### [Source material]
........

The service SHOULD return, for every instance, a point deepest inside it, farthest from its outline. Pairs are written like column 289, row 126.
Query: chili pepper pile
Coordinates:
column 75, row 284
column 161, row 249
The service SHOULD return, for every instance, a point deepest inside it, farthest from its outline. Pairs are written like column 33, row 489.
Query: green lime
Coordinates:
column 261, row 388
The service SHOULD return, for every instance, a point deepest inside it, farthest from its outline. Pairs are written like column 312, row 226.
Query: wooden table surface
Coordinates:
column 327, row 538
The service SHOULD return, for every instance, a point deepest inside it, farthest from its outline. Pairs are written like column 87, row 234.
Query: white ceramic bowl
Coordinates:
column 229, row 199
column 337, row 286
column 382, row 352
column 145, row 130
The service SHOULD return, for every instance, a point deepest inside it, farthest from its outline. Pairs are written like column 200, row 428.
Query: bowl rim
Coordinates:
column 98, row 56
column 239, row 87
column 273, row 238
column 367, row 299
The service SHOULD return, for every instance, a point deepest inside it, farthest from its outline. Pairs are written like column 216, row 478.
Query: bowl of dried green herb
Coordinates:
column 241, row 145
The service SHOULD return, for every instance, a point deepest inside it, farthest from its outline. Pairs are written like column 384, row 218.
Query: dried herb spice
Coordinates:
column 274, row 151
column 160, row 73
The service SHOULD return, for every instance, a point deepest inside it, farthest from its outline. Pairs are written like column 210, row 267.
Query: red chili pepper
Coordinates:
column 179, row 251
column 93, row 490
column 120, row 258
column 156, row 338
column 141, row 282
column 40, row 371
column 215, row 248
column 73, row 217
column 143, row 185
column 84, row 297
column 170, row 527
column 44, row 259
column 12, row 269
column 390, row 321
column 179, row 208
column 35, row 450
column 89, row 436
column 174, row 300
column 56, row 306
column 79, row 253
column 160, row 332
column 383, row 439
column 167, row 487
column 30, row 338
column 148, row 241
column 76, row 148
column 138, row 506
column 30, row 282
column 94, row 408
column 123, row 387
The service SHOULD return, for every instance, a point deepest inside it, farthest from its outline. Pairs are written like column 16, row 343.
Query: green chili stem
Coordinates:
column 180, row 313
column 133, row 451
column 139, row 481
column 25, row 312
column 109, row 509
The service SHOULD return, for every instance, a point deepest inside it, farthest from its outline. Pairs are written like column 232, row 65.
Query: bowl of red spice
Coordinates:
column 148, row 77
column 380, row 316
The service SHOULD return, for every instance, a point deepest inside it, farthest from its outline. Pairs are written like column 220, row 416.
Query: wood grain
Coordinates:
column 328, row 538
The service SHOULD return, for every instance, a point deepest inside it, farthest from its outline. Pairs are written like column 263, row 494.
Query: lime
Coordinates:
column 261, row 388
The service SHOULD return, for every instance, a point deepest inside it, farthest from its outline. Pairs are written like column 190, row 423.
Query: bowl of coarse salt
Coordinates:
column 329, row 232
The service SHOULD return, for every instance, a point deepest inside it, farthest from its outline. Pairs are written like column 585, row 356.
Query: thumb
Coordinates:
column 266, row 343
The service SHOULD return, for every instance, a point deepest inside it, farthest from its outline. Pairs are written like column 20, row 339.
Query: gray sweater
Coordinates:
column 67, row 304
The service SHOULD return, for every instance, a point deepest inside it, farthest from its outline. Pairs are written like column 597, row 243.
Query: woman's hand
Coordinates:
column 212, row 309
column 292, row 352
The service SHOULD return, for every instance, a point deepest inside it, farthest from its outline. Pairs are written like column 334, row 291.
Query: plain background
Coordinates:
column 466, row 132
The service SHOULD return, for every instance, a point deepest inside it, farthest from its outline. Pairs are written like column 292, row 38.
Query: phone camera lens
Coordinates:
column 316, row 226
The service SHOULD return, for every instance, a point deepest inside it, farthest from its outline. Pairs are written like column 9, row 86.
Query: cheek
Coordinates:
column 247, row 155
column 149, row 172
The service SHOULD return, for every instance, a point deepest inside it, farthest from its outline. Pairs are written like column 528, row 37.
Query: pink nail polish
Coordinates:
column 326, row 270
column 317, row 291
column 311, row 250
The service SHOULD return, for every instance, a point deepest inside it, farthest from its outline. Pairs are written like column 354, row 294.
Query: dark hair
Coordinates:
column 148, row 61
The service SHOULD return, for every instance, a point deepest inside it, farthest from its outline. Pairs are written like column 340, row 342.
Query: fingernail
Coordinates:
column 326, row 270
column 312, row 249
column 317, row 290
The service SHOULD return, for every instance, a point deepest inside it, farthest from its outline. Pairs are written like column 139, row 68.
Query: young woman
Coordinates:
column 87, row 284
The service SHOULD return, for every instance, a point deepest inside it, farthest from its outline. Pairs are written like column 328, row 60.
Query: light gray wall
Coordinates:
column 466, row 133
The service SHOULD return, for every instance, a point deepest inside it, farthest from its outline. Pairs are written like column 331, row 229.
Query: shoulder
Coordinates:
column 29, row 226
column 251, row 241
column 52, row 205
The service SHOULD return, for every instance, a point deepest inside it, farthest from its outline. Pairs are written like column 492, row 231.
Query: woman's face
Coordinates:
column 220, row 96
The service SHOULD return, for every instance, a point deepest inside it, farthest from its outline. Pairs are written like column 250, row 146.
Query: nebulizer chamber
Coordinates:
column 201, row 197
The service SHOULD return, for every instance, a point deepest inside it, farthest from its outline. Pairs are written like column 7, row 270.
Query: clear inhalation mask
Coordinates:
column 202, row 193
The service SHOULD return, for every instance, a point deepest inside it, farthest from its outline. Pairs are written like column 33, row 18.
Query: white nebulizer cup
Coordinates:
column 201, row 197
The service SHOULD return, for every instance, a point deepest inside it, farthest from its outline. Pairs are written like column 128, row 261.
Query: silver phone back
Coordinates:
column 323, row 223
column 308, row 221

........

### [What this task involves]
Repeat the data. Leave nothing out and change nothing.

### [Output]
The service SHOULD return, for every instance, a point deepest inside it, farthest from its outline. Pairs are written like column 289, row 126.
Query: chili pepper pile
Coordinates:
column 75, row 284
column 161, row 249
The service SHOULD return, for every instance, a point deepest inside it, farthest from its outline. Pairs are written like column 33, row 489.
Query: green lime
Coordinates:
column 261, row 388
The service SHOULD return, for every instance, a point deepest inside it, farthest from its outline. Pairs are written like column 312, row 226.
Query: wooden table surface
Coordinates:
column 327, row 538
The service SHOULD return, for every instance, a point deepest inside it, farthest from its outline. Pairs are written like column 87, row 234.
Query: white ceramic bowl
Coordinates:
column 229, row 199
column 337, row 286
column 382, row 352
column 145, row 130
The service SHOULD return, for every instance, a point deepest inside it, farthest from its outline. Pairs are written like column 200, row 428.
Query: bowl rim
Coordinates:
column 98, row 56
column 239, row 87
column 273, row 238
column 367, row 299
The service SHOULD return, for every instance, a point deepest inside it, farthest from its outline. Pairs are written like column 216, row 478.
Query: bowl of dried green herb
Coordinates:
column 241, row 145
The service SHOULD return, for every instance, a point deepest inside it, farthest from its outline. Pairs are written like column 384, row 218.
Query: dried herb spice
Coordinates:
column 274, row 151
column 160, row 73
The service SHOULD return, for every instance, a point deepest inside it, farthest from its outline. Pairs are written like column 210, row 267.
Query: red chili pepper
Coordinates:
column 179, row 251
column 93, row 490
column 120, row 258
column 156, row 338
column 141, row 282
column 40, row 371
column 215, row 248
column 73, row 217
column 143, row 185
column 84, row 297
column 170, row 527
column 44, row 259
column 12, row 269
column 390, row 321
column 179, row 208
column 35, row 450
column 89, row 436
column 174, row 300
column 56, row 306
column 79, row 253
column 160, row 332
column 383, row 439
column 167, row 487
column 30, row 338
column 148, row 241
column 76, row 148
column 138, row 506
column 30, row 282
column 94, row 408
column 123, row 387
The service SHOULD return, for every instance, a point deepest inside it, farthest from its outline. Pairs are written like column 16, row 343.
Query: green chili stem
Coordinates:
column 180, row 313
column 133, row 451
column 139, row 481
column 25, row 312
column 109, row 509
The service SHOULD return, for every instance, a point deepest inside it, farthest from its outline. Pairs are written like column 232, row 65.
Query: bowl of red spice
Coordinates:
column 148, row 77
column 380, row 316
The service SHOULD return, for every instance, a point deepest inside it, farthest from its outline. Pairs are written like column 220, row 416.
Query: wood grain
Coordinates:
column 328, row 538
The service SHOULD return, for every instance, a point deepest inside it, farthest from its outline. Pairs are written like column 263, row 494.
Query: lime
Coordinates:
column 261, row 388
The service SHOULD return, for every instance, a point deepest inside it, farthest from its outline. Pairs are written like column 190, row 423.
Query: bowl of coarse salt
Coordinates:
column 329, row 232
The service SHOULD return, for every instance, a point deepest inside it, farthest from its outline. Pairs are written like column 585, row 356.
Query: thumb
Coordinates:
column 266, row 343
The service SHOULD return, for every instance, a point deepest inside it, farthest from its outline. Pairs are written like column 20, row 339.
Query: gray sweater
Coordinates:
column 67, row 304
The service SHOULD return, for every instance, a point deepest inside it, farthest from its outline. Pairs are written like column 597, row 243.
Query: woman's hand
Coordinates:
column 212, row 309
column 292, row 352
The service SHOULD return, for every instance, a point deepest inside it, farthest from its outline. Pairs are written like column 334, row 291.
Query: plain background
Coordinates:
column 466, row 132
The service SHOULD return, for every instance, a point deepest inside it, farthest from its outline. Pairs are written like column 292, row 38.
Query: phone camera lens
Coordinates:
column 316, row 226
The service SHOULD return, for every instance, a point deepest inside it, farthest from its outline. Pairs are written like column 9, row 86.
Query: cheek
Coordinates:
column 247, row 155
column 149, row 172
The service SHOULD return, for every instance, a point deepest inside it, farthest from its outline. Pairs are written like column 528, row 37.
Query: pink nail polish
Coordinates:
column 326, row 270
column 317, row 291
column 311, row 250
The service SHOULD return, for every instance, a point deepest inside it, farthest from its outline. Pairs are written like column 354, row 294.
Query: dark hair
Coordinates:
column 148, row 61
The service SHOULD return, for every instance, a point deepest inside it, farthest from its outline. Pairs are written like column 340, row 342.
Query: fingernail
Coordinates:
column 326, row 270
column 312, row 249
column 317, row 290
The service SHOULD return, for every instance, a point deepest inside it, farthest from its outline. Pairs are written like column 139, row 68.
Query: young woman
Coordinates:
column 87, row 284
The service SHOULD return, for every instance, a point deepest inside it, farthest from its outline. Pairs are written like column 328, row 60.
Query: light gray wall
Coordinates:
column 466, row 133
The service SHOULD return, for every instance, a point deepest inside it, farthest from its outline. Pairs are written like column 331, row 229.
Query: shoulder
Coordinates:
column 29, row 226
column 251, row 241
column 52, row 205
The service SHOULD return, for every instance, a point deepest inside it, farthest from its outline. Pairs are written like column 492, row 231.
Query: woman's face
Coordinates:
column 220, row 96
The service SHOULD return, for every instance, a point deepest inside it, farthest from its outline. Pairs are written like column 250, row 146.
Query: nebulizer chamber
Coordinates:
column 201, row 197
The service SHOULD return, for every instance, a point deepest inside it, farthest from its outline. Pairs are written like column 7, row 270.
Query: clear inhalation mask
Coordinates:
column 202, row 193
The service SHOULD return, for every instance, a point deepest inside it, farthest from its outline. Pairs are written like column 33, row 18.
Query: white nebulizer cup
Coordinates:
column 201, row 197
The service SHOULD return, for every instance, a point deepest inside it, farthest from its outline. Pairs are written like column 128, row 261.
Query: silver phone back
Coordinates:
column 323, row 223
column 308, row 221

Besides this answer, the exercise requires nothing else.